= Stored data =
________

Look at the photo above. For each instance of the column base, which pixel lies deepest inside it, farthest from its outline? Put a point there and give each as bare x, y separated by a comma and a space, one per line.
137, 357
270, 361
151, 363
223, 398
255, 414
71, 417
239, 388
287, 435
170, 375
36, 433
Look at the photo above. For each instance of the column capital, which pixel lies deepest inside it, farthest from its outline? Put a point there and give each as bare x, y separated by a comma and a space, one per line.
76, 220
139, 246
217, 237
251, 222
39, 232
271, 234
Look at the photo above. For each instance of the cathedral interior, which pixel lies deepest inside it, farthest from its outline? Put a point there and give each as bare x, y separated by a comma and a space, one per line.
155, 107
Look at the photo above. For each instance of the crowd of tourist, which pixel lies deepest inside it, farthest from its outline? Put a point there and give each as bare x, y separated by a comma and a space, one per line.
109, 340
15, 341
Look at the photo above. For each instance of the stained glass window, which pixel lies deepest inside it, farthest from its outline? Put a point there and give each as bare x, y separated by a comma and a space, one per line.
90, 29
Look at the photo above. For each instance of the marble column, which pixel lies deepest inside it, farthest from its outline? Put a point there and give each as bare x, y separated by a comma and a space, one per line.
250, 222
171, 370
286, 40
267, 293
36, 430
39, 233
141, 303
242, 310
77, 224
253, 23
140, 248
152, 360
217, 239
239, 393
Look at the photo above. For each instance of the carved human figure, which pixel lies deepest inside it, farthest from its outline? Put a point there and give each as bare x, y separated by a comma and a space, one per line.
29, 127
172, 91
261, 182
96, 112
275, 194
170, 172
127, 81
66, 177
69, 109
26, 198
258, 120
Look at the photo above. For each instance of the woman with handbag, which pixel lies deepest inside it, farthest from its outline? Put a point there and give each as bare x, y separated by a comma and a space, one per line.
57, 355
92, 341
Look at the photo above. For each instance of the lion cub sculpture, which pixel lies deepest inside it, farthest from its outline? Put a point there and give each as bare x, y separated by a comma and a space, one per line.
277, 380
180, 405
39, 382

________

= Exercise =
Using the listing above, retype each line exactly.

= Expected answer =
Look at the photo above. For each instance of the column base, which pixel lies deepest inside it, farthest from its outline? Put a point there and give each as bare x, y separated by a comma and a space, one per line.
137, 357
270, 361
151, 363
223, 398
255, 414
71, 417
239, 388
287, 435
170, 375
36, 433
Look at the photo above. For each instance of the column capital, which pixel lies deepest inside it, farthest from its outline? Put a point there and give each as bare x, y separated by a comma and a space, one per line.
76, 220
139, 246
217, 237
251, 222
39, 232
271, 234
Look at the photo above. For each instance of the cathedral interior, which pixel lies deepest inside it, farthest from its outline? Put a point there and give each as bare x, y separated by a comma and a space, one per line.
155, 107
Look at the photo above. For each instance of the crowd of tourist, which pixel lies deepest inside it, farthest from its outline? Put a point there and give each as bare x, y separated by a comma and a space, one per line.
109, 340
15, 341
Look at the photo above. For each instance of the stained glass window, which pixel lies deepest inside it, farthest from its outline? Put a point there and give each as bare x, y separated by a comma and a space, one per line.
90, 29
Look at the photo above. For each instance of the marble column, which pixel lies deepest inside it, farthest from its outline? Put a point there and give each as bare x, y separated by a comma and a space, one per line.
250, 222
171, 370
286, 40
267, 293
36, 430
39, 233
141, 303
242, 310
77, 224
253, 23
140, 248
152, 360
217, 239
239, 393
Look at the photo above. For each instance of the carved human figure, which pixel lies deepest inside it, farthest from its outline? Put a point there and give each as bare x, y separated by a comma and a space, one per line.
29, 127
172, 91
261, 182
96, 112
275, 194
170, 172
127, 81
66, 177
69, 109
26, 198
258, 120
Look at the photo above. For each instance of the woman with handbag, which pixel lies deepest inside it, farthest from its outline? Put a point there and give each as bare x, y separated by a comma and a space, one per line.
57, 355
92, 341
Look at the photo above. For each instance of the lion cub sculpture, which pixel lies deepest inside it, farthest from its outline? Put a point there and give each as bare x, y separated by a comma and a space, one per line.
277, 380
180, 405
39, 382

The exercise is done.